** Document text follows **

The days start early, before the sun comes up. The 18 volunteers from all over the world come together for team breakfast and daily huddle, then head out the door to our assigned areas. Today we are going to a “static point” where locals in the villages bring their dogs to us, usually set at a school ground or church. Mission Rabies tents tend to be the entertainment for the village when we roll up, and lots of kids hang around all day, watching and learning. There is a wide assortment of dogs—most of them very thin but happy. There are also cats that come for vaccines, usually in an empty feed bag. We make sure we are camped under some shade because the sun at the equator is relentless. Today my team consists of myself, an Irish veterinarian as well as 2 locals. Veterinarians and technicians, and sometimes lay people, vaccinate the dogs and record information to be entered into a database so we can keep track of what percentage of animals has been vaccinated, always aiming for 70% herd immunity. The locals on each team communicate with the villagers by walking around and talking, teaching, trying to reach as many dog owners as possible. Other times, we have a roaming service day, where we drive long distances and stop at every house trying to find the dog owners who have not yet heard about vaccine clinics. We park the car in some shade and set out, with all our gear on foot, because sometimes the road just ends and there are only trails connecting households. The appreciation from the village members is very touching.

** End of Document text **

**Work task:** Write the next part of the account of the Mission Rabies vaccination days, picking up after its closing sentence about the villagers' appreciation.

** Stored data follows **

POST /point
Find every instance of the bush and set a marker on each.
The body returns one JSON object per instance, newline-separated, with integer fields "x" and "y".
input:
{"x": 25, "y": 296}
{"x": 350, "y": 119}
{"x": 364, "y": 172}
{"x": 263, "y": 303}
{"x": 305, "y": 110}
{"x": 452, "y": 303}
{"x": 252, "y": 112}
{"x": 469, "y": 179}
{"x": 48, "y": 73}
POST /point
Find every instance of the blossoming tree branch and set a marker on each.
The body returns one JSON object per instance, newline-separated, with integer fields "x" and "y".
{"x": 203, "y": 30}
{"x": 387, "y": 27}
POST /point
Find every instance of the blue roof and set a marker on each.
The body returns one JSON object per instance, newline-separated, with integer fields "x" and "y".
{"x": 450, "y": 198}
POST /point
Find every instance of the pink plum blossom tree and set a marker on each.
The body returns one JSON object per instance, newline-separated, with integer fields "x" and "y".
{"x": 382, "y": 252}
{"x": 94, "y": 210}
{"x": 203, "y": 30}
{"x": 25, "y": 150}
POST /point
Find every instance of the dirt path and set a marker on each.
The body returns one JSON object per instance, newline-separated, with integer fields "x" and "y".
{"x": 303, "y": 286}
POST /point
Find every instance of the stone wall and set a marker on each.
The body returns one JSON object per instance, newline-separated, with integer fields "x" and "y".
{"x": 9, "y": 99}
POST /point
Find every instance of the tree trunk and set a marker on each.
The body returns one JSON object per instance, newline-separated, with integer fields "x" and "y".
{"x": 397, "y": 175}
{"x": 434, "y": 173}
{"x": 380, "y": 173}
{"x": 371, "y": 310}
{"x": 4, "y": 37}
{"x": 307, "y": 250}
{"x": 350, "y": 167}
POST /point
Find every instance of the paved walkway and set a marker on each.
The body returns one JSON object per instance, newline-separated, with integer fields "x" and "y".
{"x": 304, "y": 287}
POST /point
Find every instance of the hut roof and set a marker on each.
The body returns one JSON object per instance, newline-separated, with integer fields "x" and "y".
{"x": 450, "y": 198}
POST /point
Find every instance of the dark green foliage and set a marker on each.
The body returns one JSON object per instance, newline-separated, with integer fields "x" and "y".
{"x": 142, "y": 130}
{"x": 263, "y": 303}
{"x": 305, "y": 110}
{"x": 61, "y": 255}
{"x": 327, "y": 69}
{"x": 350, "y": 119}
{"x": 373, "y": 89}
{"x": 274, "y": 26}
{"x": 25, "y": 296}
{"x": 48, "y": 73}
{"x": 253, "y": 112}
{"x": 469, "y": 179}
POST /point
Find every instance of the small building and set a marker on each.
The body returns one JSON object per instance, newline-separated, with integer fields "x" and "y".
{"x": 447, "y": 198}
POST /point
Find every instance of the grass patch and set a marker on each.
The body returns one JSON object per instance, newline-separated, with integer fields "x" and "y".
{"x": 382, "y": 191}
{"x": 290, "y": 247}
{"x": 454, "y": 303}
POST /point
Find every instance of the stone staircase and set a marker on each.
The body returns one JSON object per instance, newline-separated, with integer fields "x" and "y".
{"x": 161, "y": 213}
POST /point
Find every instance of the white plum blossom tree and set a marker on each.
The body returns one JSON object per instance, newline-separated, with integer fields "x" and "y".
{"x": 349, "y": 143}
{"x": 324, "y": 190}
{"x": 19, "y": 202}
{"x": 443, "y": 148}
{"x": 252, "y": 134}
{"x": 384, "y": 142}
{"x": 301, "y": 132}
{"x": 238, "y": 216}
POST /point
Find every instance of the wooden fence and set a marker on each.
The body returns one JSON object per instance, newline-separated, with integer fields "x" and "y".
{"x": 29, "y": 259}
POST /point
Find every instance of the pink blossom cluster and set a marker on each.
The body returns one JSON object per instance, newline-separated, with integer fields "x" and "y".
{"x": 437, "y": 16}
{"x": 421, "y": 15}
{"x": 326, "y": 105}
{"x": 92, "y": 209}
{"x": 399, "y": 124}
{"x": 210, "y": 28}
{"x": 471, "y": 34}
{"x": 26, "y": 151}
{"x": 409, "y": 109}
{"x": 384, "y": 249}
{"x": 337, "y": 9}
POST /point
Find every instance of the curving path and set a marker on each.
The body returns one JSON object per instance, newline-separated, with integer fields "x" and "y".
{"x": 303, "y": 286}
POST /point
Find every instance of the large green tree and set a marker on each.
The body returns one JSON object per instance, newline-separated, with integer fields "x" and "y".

** End of Stored data **

**Result:**
Packed lunches are eaten in the field, or sometimes we will be fed by villagers who are cooking ugali (a maize staple) or some sort of beans. Meat is hard to come by, but the amazing vegetables and fruits of the land more than makeup for that lack. It is very easy to be a vegetarian in Tanzania. After lunch we return to the vaccine drive, where we vaccinate, greasepaint the vaccinated dogs, and enter the owner’s and dog’s information into the database. Since the start of the annual campaign in Tanzania in 2016, we have vaccinated hundreds of thousands of dogs, and each year we get closer to our goal of rabies eradication by the year 2030.
Upon return at the end of a long, hot day, we return to our rooms to shower and then have dinner together, again, in the end, planning for the next day. We chat and laugh at dinner, sharing stories from the day. Volunteers have little free time, but what we do have, we usually spend it as a group together, playing cards or just sharing stories over a beer or wine, creating life-long friendships. There are other volunteers, like me, who return year after year to the Tanzania volunteer vaccine campaign. Being able to share our passion, sad stories, or successes make for memories of a lifetime. Then it is off to bed in anticipation of another day.